**TASK REQUIREMENTS:**
1: In the memoir excerpt, when did Stanley die, and from what cause?
2: Print the memoir excerpt from the words "I was even luckier" through "zest for life.".

**TEXT EXCERPT:**
=== Section Start ===

In 2000, we left London for Somerset and moved into an ancient manor house in a small village. There we set up and ran a successful year-round chamber music series, using the house and the parish church in our garden as concert venues. All the while, we continued to research and write Calling on the Composer, which is a memoir of our travels and efforts to establish a Handel House Museum in London, and complete Stanley’s Mozart: The Early Years. Sadly, Stanley never saw either book into print. He died in March 2005 of a rare form of motor neurone disease after declining in health over a two-year period. I had known for a long time that he was dying, but it wasn’t something he wished to face until near the end.

The prolonged period of stress and grief proved too much for me, and in the months afterwards, I became aware that my allergies/sensitivities were returning with a vengeance. “Could Dr Monro help me again?”, I wondered; “yes” was the merciful answer.

I was even luckier than I could have imagined, because in the meantime, I had married another wonderful person, David Goode, a local man and widower of 20 years who had been a stalwart member of our concert series society. He has been by my side and incredibly supportive over the past 13 years as we’ve visited Breakspear Medical every three months for retesting. Thanks to Dr Monro and David, I have been able to regain my health and zest for life.

=== Section End ===

Natural-language object grounding data:
=== Section Start ===

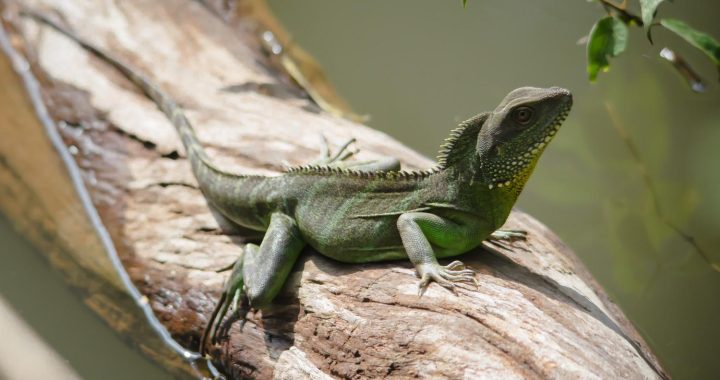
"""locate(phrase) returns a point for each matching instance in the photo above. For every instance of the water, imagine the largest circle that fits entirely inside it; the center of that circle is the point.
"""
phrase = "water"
(419, 67)
(40, 296)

=== Section End ===

**SOLUTIONS IN ORDER:**
1: He died in March 2005 of a rare form of motor neurone disease.

2:
I was even luckier than I could have imagined, because in the meantime, I had married another wonderful person, David Goode, a local man and widower of 20 years who had been a stalwart member of our concert series society. He has been by my side and incredibly supportive over the past 13 years as we’ve visited Breakspear Medical every three months for retesting. Thanks to Dr Monro and David, I have been able to regain my health and zest for life.